◆ **Text passage**:
──────
Single by KAT-TUN
- B-side: White Lovers; You are Delicious!; Polaris; Hanasanaide Ai;
- Released: 21 January 2015
- Recorded: 2015
- Genre: Pop rock
- Label: J-One
- Songwriter(s): Jovette Rivera, Maiko Kawabe Rivera
- Producer(s): Johnny H. Kitagawa

KAT-TUN singles chronology
| "In Fact" (2014) | "Dead Or Alive" (2015) | "Kiss Kiss Kiss" (2015) |

= Dead or Alive (KAT-TUN song) =

"Dead Or Alive" is the 23rd single by Japanese boy band KAT-TUN, released in Japan on January 21, 2015, on the J-One Records label. It is their first single in eight months, since the release of "In Fact". The title track "Dead Or Alive" the main theme song for the film Joker Game starring member Kamenashi Kazuya, released on January 31, 2015. In addition, the single will include a Kamenashi Kazuya solo song and music video, the last member to release his solo promotional video in conjunction with the group's single releases. Titled "Hanasanaide Ai", his upcoming track is written and composed by Kinki Kids' Domoto Tsuyoshi.

==Single information==
"Dead or Alive" is the twenty-third single release from KAT-TUN, released approximately eight months after their previous single In Fact. The release comes in three versions - Regular Edition, Limited Edition 1, and Limited Edition 2. All versions of the album include "Dead or Alive". The Regular Edition contains six track, with "White Lovers", "You are Delicious!" and original karaoke included. The Limited Edition 1 contains four tracks, with "Polaris", original karaoke included and comes with a bonus DVD with the title song and its making-of. The Limited Edition 2 includes "Hanasanaide Ai" on CD, comes with a bonus DVD with a music video for the solo song of Kamenashi Kazuya.
──────
◆ **Raw records**:
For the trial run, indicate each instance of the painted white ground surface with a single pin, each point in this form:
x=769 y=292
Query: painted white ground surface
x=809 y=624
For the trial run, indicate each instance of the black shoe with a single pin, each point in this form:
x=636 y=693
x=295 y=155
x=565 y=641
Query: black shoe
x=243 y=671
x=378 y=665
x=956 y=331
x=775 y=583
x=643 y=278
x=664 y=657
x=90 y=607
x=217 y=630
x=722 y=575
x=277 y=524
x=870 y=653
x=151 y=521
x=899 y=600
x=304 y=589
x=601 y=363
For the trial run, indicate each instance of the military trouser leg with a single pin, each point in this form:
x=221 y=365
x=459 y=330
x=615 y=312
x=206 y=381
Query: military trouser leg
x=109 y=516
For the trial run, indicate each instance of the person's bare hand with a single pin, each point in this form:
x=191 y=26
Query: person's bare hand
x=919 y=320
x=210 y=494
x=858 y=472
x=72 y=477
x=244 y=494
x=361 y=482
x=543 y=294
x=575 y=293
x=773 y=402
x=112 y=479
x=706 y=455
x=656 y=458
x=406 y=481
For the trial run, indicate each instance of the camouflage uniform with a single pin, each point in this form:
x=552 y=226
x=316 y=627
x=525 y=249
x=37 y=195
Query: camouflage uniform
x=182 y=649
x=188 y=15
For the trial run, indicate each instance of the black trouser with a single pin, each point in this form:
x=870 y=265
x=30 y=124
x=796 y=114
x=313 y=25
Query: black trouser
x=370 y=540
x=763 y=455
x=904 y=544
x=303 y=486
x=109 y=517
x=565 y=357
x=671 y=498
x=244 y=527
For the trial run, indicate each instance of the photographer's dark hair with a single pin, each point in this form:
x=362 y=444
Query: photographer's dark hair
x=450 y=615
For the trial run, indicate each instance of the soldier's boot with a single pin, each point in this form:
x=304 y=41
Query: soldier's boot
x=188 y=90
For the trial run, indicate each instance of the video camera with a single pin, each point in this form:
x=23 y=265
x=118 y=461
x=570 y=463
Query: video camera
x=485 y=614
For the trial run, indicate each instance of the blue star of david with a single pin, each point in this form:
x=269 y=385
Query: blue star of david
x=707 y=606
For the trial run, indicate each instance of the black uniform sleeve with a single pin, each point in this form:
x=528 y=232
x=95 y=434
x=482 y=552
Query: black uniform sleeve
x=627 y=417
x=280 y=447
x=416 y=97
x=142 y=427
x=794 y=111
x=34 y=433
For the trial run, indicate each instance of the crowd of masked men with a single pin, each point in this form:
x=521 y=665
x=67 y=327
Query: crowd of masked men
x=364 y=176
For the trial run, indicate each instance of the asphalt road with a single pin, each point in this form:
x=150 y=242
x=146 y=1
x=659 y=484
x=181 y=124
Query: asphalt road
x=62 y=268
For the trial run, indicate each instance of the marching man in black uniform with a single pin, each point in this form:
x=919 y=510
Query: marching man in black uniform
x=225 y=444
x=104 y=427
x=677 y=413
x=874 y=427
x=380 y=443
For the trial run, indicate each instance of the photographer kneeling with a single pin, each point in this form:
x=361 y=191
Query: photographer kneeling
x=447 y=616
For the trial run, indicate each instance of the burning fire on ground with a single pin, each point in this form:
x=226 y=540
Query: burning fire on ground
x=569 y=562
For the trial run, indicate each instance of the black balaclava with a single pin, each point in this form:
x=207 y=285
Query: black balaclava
──────
◆ **What to work on**:
1 - Count the lines of the entries that contain the string "kneeling", treating uppercase and lowercase as different, and reply with the number alone.
2 - Write the next part of the KAT-TUN article, starting after its final sentence.
The entries bear no relation to the KAT-TUN article.

◆ **Answers to the problems**:
1 - 2

2 -
Lyrics, music and arrangement of "Dead or Alive" is by Jovette Rivera and Maiko Kawabe Rivera, the couple who are also responsible for KAT-TUN's past album highlights (Phoenix, Moon, 1582, Taboo, Water Dance). The song is described as a hard tune which depicts the paper-thin extremity between life and death as geniuses put their intelligence to the test for this dramatically impactful and large-scale game. This work shows how KAT-TUN continues to dig even deeper as they mature. On the other hand, Kamenashi is emotional, expressing a "love that doesn't let go", in a lot of ways, in his solo video for "Hanasaide Ai", a song written and composed by Kinki Kids' Domoto Tsyuyoshi. The song was written in 2002 and was his very first solo song.

==Promotion==
On December 27, 2014, KAT-TUN performed "Dead Or Alive" for the first time, on the music variety program Samaazu no Utafuri! aired on NTV in Japan.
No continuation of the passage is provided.